• Problems and tasks
**a)** Copy out the passage of the film review of Chocolate below word for word, starting with "I actually kind" and going on through "stares him down.".
**b)** Carry the film review of Chocolate below further, picking up right after its last sentence.

When it comes to most genre films, I can get lenient on my criteria for entertainment. Basically it all ultimately boils down to one question: did the movie deliver what it promised? In the case of Chocolate, Prachya Prinkaew’s follow-up to festival hit Ong Bak, the answer is a stone cold yes, maybe not a home run but still a solid hit. The promise, in this case, was that for my admission price I’d get an hour and a half of a cute autistic Thai girl with photographic reflexes muay thai-ing her way through the Bangkok underworld. Done.
I actually kind of prefer Chocolate to Ong Bak (it’s about neck and neck with Tom Yum Goong, though, as far as lack of downtime goes), mainly because I’m still not convinced Tony Jaa will develop the onscreen gravitas and charisma he’ll need for the long run, whereas JeeJa Yanin emerges in her starmaking vehicle fully formed: she’s got the comedy, drama and moves down pat. Plus this time there isn’t a cynical passing-the-torch scene like the one in Ong Bak where Jaa bumps into the world’s worst Jackie Chan impersonator at the airport and stares him down.

• Excerpted data
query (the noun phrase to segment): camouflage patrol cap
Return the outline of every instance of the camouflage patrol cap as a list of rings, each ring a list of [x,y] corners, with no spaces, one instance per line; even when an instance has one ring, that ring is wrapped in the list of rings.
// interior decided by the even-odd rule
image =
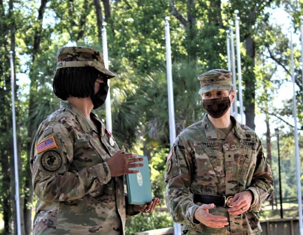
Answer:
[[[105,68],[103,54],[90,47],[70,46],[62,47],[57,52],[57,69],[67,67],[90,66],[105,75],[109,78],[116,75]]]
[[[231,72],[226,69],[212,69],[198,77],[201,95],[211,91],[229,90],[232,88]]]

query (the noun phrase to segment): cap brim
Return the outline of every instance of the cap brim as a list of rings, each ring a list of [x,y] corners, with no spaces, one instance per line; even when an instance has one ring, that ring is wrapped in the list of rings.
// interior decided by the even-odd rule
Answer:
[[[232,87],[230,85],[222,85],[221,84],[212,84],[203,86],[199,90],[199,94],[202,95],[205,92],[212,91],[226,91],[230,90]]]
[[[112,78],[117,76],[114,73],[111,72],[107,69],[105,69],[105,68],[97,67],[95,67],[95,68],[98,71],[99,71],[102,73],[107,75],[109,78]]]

==

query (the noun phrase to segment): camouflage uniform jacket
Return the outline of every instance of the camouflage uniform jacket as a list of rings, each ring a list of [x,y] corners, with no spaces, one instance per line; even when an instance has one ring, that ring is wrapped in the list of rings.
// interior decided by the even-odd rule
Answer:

...

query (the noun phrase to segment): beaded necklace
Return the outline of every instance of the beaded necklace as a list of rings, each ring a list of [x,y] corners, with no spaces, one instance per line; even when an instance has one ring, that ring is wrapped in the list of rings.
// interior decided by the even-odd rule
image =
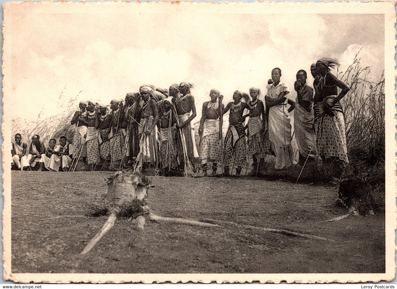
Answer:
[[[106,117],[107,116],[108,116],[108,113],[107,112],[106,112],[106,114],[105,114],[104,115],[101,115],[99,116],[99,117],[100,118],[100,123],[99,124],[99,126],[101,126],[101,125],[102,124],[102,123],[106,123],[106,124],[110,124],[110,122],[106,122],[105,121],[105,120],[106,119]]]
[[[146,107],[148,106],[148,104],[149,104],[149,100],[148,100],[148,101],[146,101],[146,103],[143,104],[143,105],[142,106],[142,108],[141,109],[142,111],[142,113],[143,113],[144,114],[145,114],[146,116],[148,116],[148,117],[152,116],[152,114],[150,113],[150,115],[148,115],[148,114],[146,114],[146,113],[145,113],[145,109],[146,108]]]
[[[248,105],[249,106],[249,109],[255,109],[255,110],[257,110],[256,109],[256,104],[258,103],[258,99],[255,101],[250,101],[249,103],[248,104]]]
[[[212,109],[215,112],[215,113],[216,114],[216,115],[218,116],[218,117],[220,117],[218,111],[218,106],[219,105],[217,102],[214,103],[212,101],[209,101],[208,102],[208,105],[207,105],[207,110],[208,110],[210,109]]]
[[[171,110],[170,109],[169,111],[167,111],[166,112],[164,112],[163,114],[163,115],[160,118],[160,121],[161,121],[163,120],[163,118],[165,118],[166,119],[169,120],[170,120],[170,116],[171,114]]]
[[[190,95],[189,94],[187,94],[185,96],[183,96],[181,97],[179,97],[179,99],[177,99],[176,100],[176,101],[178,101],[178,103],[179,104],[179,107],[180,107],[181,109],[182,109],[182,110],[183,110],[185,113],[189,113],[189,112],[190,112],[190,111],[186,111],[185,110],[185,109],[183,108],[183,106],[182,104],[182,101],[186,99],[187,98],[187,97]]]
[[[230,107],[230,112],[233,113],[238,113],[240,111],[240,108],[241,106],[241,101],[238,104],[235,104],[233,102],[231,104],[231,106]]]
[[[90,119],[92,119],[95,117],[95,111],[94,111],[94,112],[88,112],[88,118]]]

• The results
**a)**
I actually kind of prefer Chocolate to Ong Bak (it’s about neck and neck with Tom Yum Goong, though, as far as lack of downtime goes), mainly because I’m still not convinced Tony Jaa will develop the onscreen gravitas and charisma he’ll need for the long run, whereas JeeJa Yanin emerges in her starmaking vehicle fully formed: she’s got the comedy, drama and moves down pat. Plus this time there isn’t a cynical passing-the-torch scene like the one in Ong Bak where Jaa bumps into the world’s worst Jackie Chan impersonator at the airport and stares him down.

**b)**
If I’d seen this movie when I was twenty and in full chop socky fanatic mode, it would have been my favorite movie ever. As it is, there’s nothing new but, as I said: the movie delivers. It’s not a classic, but anything that gets an entire audience screaming, cheering and clapping simultaneously at acrobatics and body blows has done its job. (***1/2)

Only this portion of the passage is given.